**Extract to read:**

--*--

# ADD - Adavale Resources



## mildew79 (23 March 2007)

very interesting. into new ground and friday close to come......

anyone got something theyd like to ad to this one??

hold a small parcel for now. bought @ 0.053.


----------



## mildew79 (26 March 2007)

*Re: pkt*

out today @ 0.059. may regret this i feel! still....stick to the plan. no volume confirmation + weak close = profit target


----------



## CanOz (26 March 2007)

*Re: PKT - PocketMail Group*

New ground? Blue skies? You see my point, still a long way to go.

Cheers,


----------



## mildew79 (30 March 2007)

*Re: PKT - PocketMail Group*

wow nasty downside on that chart canak  course i see your point to which i have already explained in the other thread. pls tell me you have risk management in your trading now that would have got you out before that giant candle...? the signs were there on a technical basis, and no fundamental analysis would have suggested a holding position (in most of the tech stocks at the time for that matter!)

somethin bringin on a change though...? these guys really did not interest me for anything more than a quick buck around the hype back on recent breakout. yes i admit not all time high but high for years still pretty bullish. anyway i was out long ago. prefer commods

thanks for your comment canak. sometimes we get lazy and i did not look back. will maybe save me some dollars in the future


----------



## The Barbarian Investor (4 June 2007)

*Re: PKT - PocketMail Group*

Thier business activities as listed on the ASX supposedly are 







> Delivery of a number of mobile communications across a number of products including mobile e-mail devices and GSM mobile phones.




However, they picked up Adavale Minerals/Resources recently and have some uranuim interests


----------



## springhill (21 July 2007)

*Re: PKT - PocketMail Group*

New info on PKT, my source tells me they are keenly chasing U deposits a short distance from Olympic Dam, SA, they have acquired the necessary drilling equipment, and is just underway. Interestingly Macquarie Bank have just come on board with this one, and i think directors family have increased holding, so must have something going for it. Maybe a sleeper due to the fact Pocketmail doesnt exactly scream Uranium, but rebranding is assured in which time it may come more into the spotlight. Currently trading at 8 cents


----------



## gimme some (9 October 2007)

*Re: PKT - PocketMail Group*

Big moves on this today. Results out in 4 weeks. People getting in early by the looks. Touched .097 before finishing at .091, up 18.5%.


----------



## greenfs (9 October 2007)

*Re: PKT - PocketMail Group*



gimme some said:


> Big moves on this today. Results out in 4 weeks. People getting in early by the looks. Touched .097 before finishing at .091, up 18.5%.

--*--

**Listed entries:**
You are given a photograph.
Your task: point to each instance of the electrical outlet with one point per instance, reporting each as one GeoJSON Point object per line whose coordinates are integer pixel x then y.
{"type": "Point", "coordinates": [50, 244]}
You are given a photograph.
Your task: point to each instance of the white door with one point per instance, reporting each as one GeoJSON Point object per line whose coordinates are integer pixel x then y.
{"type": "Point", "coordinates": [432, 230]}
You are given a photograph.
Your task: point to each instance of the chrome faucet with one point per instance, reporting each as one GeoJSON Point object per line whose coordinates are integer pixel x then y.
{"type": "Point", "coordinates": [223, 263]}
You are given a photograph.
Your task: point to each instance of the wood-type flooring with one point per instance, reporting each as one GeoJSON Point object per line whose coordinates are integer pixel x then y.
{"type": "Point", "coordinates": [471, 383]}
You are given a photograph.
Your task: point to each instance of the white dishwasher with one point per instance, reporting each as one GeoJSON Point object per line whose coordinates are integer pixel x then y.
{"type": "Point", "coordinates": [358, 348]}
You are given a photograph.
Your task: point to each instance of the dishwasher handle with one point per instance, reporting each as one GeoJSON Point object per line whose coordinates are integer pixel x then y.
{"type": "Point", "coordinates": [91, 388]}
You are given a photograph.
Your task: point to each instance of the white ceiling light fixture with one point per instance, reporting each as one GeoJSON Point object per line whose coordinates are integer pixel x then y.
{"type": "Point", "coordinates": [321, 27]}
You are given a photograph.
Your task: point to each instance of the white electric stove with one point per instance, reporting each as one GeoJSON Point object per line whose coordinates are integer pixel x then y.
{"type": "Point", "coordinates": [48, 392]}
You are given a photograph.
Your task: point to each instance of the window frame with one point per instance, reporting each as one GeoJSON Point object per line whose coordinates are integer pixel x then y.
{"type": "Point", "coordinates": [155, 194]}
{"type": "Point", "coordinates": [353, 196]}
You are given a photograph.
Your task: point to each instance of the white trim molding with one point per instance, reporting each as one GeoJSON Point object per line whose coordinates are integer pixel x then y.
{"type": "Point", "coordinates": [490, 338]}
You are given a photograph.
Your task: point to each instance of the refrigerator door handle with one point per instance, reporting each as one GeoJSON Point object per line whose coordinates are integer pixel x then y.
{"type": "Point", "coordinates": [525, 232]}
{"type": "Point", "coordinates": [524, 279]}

--*--

**List of tasks:**
(a) Answer these from the Adavale Resources thread:
(i) At what price did mildew79 buy the small parcel?
(ii) At what price did mildew79 get out?
(iii) What high did gimme some say the stock touched before finishing at .091?
(b) Copy everything in the Adavale Resources thread from "Thier business activities" down to "GSM mobile phones.", substituting "satellite phones" for "GSM mobile phones".
The rows have no connection to the thread.

**Set of answers:**
(a)
(i) 0.053
(ii) 0.059
(iii) .097

(b)
Thier business activities as listed on the ASX supposedly are 







> Delivery of a number of mobile communications across a number of products including mobile e-mail devices and satellite phones.